TASK PROMPT.
Present all of the material below as a numbered list, one line per item, with blank lines dropped and the pictures left out.

Object position labeling entries
☆ ☆ ☆ ☆

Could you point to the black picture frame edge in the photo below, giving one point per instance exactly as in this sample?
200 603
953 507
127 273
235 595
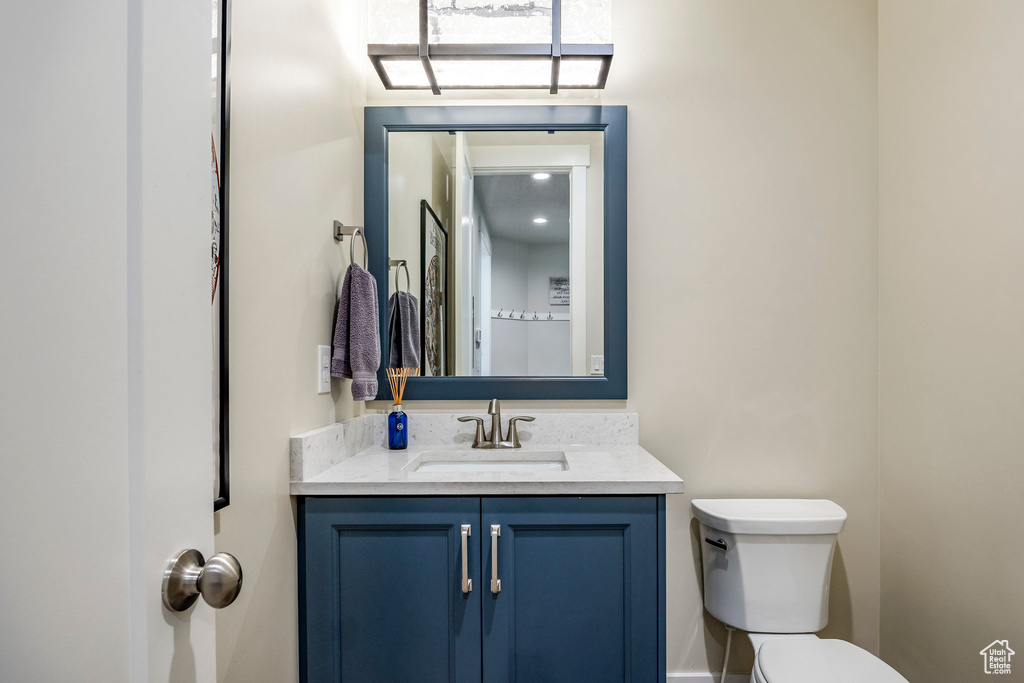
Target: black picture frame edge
425 210
379 121
223 498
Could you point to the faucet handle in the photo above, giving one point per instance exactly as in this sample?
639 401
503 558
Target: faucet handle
480 437
513 434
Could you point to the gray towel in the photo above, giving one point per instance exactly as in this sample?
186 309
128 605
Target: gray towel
356 334
403 330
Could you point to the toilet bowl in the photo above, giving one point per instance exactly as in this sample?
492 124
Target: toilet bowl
767 563
807 658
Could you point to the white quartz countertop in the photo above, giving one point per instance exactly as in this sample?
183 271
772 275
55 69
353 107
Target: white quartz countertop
590 469
601 452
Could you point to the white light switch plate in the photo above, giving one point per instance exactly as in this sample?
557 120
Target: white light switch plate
323 370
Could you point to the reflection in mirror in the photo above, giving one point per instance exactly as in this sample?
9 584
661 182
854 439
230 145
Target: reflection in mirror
503 233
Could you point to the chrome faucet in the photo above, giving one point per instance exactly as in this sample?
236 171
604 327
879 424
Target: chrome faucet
481 440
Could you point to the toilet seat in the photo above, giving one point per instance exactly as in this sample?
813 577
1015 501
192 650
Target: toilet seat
814 660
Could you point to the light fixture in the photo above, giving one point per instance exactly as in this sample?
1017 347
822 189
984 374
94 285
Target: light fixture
549 44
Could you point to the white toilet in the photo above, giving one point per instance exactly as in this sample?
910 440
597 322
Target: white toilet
766 567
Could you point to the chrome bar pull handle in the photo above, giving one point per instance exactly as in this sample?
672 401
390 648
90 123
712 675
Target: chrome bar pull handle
496 583
467 583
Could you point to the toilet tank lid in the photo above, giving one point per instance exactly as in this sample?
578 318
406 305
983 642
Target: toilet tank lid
770 515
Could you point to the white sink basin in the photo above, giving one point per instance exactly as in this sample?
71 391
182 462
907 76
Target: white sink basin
488 461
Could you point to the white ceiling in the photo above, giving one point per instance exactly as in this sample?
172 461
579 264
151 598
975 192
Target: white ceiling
509 203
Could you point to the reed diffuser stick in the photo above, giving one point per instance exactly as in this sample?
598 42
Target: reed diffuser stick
396 378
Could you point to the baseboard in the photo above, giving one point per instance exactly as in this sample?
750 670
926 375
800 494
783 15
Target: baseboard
707 678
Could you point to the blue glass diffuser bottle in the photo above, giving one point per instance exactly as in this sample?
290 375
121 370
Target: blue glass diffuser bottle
397 432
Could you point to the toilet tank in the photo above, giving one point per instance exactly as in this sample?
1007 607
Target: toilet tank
767 561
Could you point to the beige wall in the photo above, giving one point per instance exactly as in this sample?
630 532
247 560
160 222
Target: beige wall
298 90
753 347
951 219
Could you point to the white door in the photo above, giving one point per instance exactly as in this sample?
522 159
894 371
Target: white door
104 303
463 238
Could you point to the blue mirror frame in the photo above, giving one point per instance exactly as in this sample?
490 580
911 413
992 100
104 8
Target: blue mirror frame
379 121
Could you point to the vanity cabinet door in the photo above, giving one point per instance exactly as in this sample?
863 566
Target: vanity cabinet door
381 595
580 590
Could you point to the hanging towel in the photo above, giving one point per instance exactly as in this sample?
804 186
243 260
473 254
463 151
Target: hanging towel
356 334
403 331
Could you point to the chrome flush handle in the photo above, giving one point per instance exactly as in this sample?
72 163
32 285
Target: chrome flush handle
496 583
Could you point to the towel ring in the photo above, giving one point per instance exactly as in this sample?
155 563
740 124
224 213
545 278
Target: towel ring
409 280
341 230
351 248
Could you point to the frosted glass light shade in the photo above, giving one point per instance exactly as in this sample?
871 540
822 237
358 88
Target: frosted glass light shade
493 73
580 73
406 74
465 44
394 22
586 20
488 22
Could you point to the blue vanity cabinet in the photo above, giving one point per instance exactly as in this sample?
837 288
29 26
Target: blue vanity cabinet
582 593
380 590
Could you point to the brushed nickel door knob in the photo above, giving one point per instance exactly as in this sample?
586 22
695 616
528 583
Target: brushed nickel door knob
187 577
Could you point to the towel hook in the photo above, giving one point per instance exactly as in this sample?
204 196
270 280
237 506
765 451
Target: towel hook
341 230
400 262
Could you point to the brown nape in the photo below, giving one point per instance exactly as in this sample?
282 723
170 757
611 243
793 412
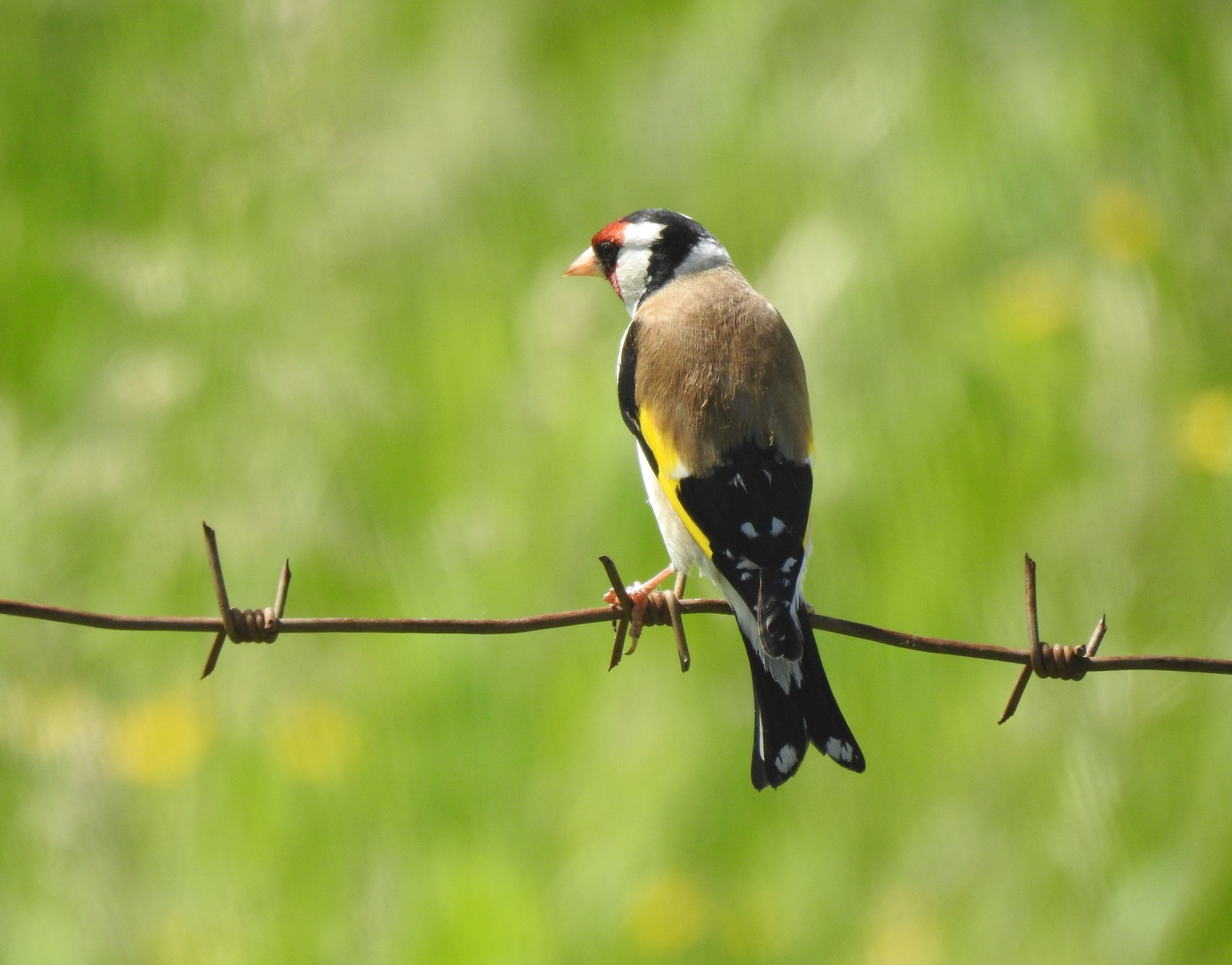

☆ ☆ ☆ ☆

OUTPUT FOR THIS EXERCISE.
1. Could you point to the black picture frame edge in the photo below, giving one point per instance exactly as in this sample?
2. 200 603
3. 953 507
4. 127 273
5. 235 595
6. Target: black picture frame edge
7. 425 210
8. 379 121
9. 223 498
10. Could you point to the faucet handle in the photo above, giving one point per instance exactly as in this sample?
11. 639 401
12. 503 558
13. Target: faucet handle
14. 480 437
15. 513 434
16. Could you point to the gray towel in the photo above, giving one point per instance exactly as in this sample?
17. 186 309
18. 128 605
19. Target: gray towel
20. 356 334
21. 403 330
22. Could you point to the toilet bowl in the photo above, giving one point per instance exactly as in this sample?
23. 492 124
24. Target: toilet bowl
25. 767 563
26. 807 658
27. Could you point to the white quartz countertop in the photo above, giving one point per instance exactly as in this sample?
28. 183 271
29. 772 275
30. 55 69
31. 353 107
32. Target: white quartz countertop
33. 590 469
34. 601 452
35. Could you point to the white light switch plate in the photo above, giving one point per instance exactly as in this sample?
36. 557 120
37. Target: white light switch plate
38. 323 370
39. Could you point to the reflection in mirror in the photo above, giving one point per instance exactly as in this sample?
40. 9 584
41. 661 182
42. 854 439
43. 230 145
44. Target: reflection in mirror
45. 503 233
46. Could you point to the chrome faucet in the photo above, giving one point per instance exactly as in this sample?
47. 236 171
48. 604 327
49. 879 424
50. Target: chrome faucet
51. 481 440
52. Could you point to the toilet seat in the photo above, giving one point per instance exactly as in this sample?
53. 813 577
54. 1015 501
55. 192 650
56. Target: toilet seat
57. 814 660
58. Could you point to the light fixture in the photo above, giving one point per instance exactly as in this sample?
59. 1017 347
60. 822 189
61. 984 374
62. 94 285
63. Target: light fixture
64. 549 44
65. Could you point to the white toilet in the photo above, giving one point per instance exactly as in this sample?
66. 910 440
67. 597 322
68. Target: white toilet
69. 766 567
70. Could you point to the chrome bar pull handle in the photo above, giving one point per instance exactly as in this sample?
71. 672 401
72. 390 648
73. 90 123
74. 712 675
75. Target: chrome bar pull handle
76. 496 583
77. 467 583
78. Could you point to the toilet tank lid in the photo above, giving one point per instance exactly as in this sample?
79. 578 318
80. 406 305
81. 983 642
82. Target: toilet tank lid
83. 770 515
84. Could you point to the white sink basin in the photo above, giving one point per instance exactly as in this sample?
85. 71 391
86. 182 462
87. 907 76
88. Target: white sink basin
89. 488 461
90. Could you point to the white ceiling in the photo above, giving one point per instance exactly as in this sample?
91. 172 461
92. 579 264
93. 151 598
94. 975 192
95. Target: white ceiling
96. 509 203
97. Could you point to the reed diffuser stick in the photo above, giving one point per instance exactly as in this sample?
98. 598 42
99. Target: reed diffuser stick
100. 396 378
101. Could you point to the baseboard in the photo above, giving one point per instance exactly as in this sample?
102. 750 670
103. 926 375
104. 800 494
105. 783 15
106. Target: baseboard
107. 707 678
108. Could you point to the blue glass diffuser bottle in the photo above, giving one point per instance exactly as in this sample?
109. 290 375
110. 121 370
111. Target: blue glass diffuser bottle
112. 397 432
113. Could you point to the toilet tank in the photo above, giving one point per instance exactly as in this sample?
114. 1007 607
115. Target: toilet tank
116. 767 561
117. Could you point to the beige wall in the photo above, giving one point per instance exactly as in this sample?
118. 630 532
119. 247 560
120. 160 222
121. Target: beige wall
122. 298 90
123. 753 347
124. 951 219
125. Could you point to the white door in the photo above, giving one point per instance exactly as in this sample?
126. 522 159
127. 894 371
128. Target: white door
129. 104 303
130. 463 238
131. Could you point to the blue mirror frame in the photo above, giving one point per instance exactly as in this sample?
132. 490 580
133. 911 413
134. 992 100
135. 104 8
136. Target: blue mirror frame
137. 379 121
138. Could you point to the vanity cabinet door in the photo above, giving one point per instance exactly as in this sample?
139. 863 566
140. Target: vanity cabinet door
141. 381 595
142. 580 590
143. Could you point to the hanging towel in the photo above, giving one point per instance exactly as in this sample?
144. 804 186
145. 243 260
146. 473 254
147. 463 151
148. Target: hanging towel
149. 356 334
150. 403 331
151. Could you point to the chrome flush handle in the photo above, giving one point per instance exactly as in this sample?
152. 72 163
153. 32 285
154. Target: chrome flush handle
155. 496 583
156. Could you point to the towel ring in the photo above, giving one point per instance exactly as in this sample?
157. 155 563
158. 740 124
159. 224 213
160. 545 278
161. Target: towel ring
162. 409 280
163. 341 230
164. 351 248
165. Could you point to the frosted glass light shade in the photo above, giving one point per instance exactly as in this sample?
166. 871 540
167. 822 237
168. 358 88
169. Target: frosted glass light shade
170. 493 73
171. 580 73
172. 406 74
173. 465 44
174. 394 22
175. 586 20
176. 488 22
177. Could you point to the blue vanity cabinet in the photo above, giving one point per instance exactly as in this sample?
178. 837 288
179. 29 26
180. Target: blue vanity cabinet
181. 582 593
182. 380 590
183. Could you point to the brushed nickel door knob in the photo above, giving one point per instance exactly as in this sample?
184. 586 22
185. 695 616
186. 528 583
187. Target: brushed nickel door knob
188. 187 577
189. Could you point to the towel hook in the photo above, giving one point per instance exactly as in this sample?
190. 204 196
191. 270 280
192. 237 506
193. 765 451
194. Target: towel hook
195. 341 230
196. 400 262
197. Could you point to the brown nape in the photo below, giving one point per instance exactly as in this sample?
198. 282 723
199. 170 757
200. 611 243
201. 793 412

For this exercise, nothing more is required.